■ **WHAT THE EXERCISE ASKS**:
Return the complete listing that follows, with each line reproduced exactly.

■ **DATA PROVIDED**:
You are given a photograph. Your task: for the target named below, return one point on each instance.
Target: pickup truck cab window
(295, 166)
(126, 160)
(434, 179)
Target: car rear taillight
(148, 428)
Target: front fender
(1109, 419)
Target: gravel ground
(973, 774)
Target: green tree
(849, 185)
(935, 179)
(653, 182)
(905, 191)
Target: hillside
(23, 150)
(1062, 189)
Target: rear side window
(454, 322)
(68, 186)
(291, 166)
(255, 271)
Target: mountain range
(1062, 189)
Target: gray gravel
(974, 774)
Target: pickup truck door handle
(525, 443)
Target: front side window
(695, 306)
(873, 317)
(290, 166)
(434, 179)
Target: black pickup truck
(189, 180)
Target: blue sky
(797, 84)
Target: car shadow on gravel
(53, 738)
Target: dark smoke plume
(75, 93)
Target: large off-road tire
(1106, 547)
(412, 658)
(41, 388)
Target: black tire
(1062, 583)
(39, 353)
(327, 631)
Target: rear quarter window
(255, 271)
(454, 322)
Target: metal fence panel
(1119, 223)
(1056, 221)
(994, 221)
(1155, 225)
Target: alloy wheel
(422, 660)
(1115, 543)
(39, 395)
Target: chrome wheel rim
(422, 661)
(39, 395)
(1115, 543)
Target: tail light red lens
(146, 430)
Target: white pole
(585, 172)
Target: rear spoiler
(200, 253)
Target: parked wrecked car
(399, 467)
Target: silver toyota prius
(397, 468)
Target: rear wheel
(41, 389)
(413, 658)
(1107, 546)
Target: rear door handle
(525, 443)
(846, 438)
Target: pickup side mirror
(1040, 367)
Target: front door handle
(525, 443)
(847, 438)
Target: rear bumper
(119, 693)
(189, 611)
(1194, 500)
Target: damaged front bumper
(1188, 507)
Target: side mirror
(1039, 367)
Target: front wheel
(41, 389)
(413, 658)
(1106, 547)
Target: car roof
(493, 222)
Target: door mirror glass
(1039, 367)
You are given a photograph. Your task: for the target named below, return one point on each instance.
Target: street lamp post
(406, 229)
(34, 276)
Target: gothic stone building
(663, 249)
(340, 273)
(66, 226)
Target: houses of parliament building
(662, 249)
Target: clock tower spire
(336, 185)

■ **RESPONSE**:
You are given a photograph. Your task: for the target named below, return one point on each instance.
Target: pickup truck cab window
(295, 166)
(126, 160)
(434, 179)
Target: car rear taillight
(148, 428)
Target: front fender
(1109, 419)
Target: gravel ground
(973, 774)
Target: green tree
(849, 185)
(935, 179)
(653, 182)
(905, 191)
Target: hillside
(23, 150)
(1062, 189)
Target: rear side window
(454, 322)
(68, 186)
(291, 166)
(255, 271)
Target: mountain range
(1062, 189)
Target: gray gravel
(974, 774)
Target: pickup truck door handle
(525, 443)
Target: front side window
(695, 306)
(873, 317)
(290, 166)
(434, 179)
Target: black pickup truck
(189, 180)
Target: blue sky
(797, 84)
Target: car shadow on gravel
(53, 738)
Target: dark smoke plume
(75, 93)
Target: large off-road tire
(1106, 547)
(412, 658)
(41, 388)
Target: black tire
(1062, 583)
(39, 353)
(327, 631)
Target: rear quarter window
(255, 271)
(454, 322)
Target: metal fence panel
(1119, 223)
(1056, 221)
(994, 221)
(1155, 225)
Target: alloy wheel
(422, 660)
(1115, 543)
(39, 395)
Target: chrome wheel rim
(422, 661)
(39, 395)
(1115, 543)
Target: tail light red lens
(146, 430)
Target: white pole
(585, 172)
Target: rear spoiler
(200, 253)
Target: parked wrecked car
(399, 467)
Target: silver toyota prius
(397, 468)
Target: rear wheel
(41, 389)
(413, 658)
(1107, 546)
Target: rear door handle
(525, 443)
(846, 438)
Target: pickup side mirror
(1040, 367)
Target: front door handle
(525, 443)
(847, 438)
Target: rear bumper
(119, 693)
(189, 611)
(1194, 500)
Target: damaged front bumper
(1188, 507)
Target: side mirror
(1039, 367)
Target: front wheel
(41, 389)
(413, 658)
(1106, 547)
Target: car roof
(493, 222)
Target: door mirror glass
(1039, 367)
You are given a photograph. Your task: for the target named below, return one point on each instance.
Target: street lamp post
(406, 229)
(34, 276)
Target: gothic stone building
(663, 249)
(340, 273)
(66, 226)
Target: houses of parliament building
(662, 249)
Target: clock tower spire
(336, 185)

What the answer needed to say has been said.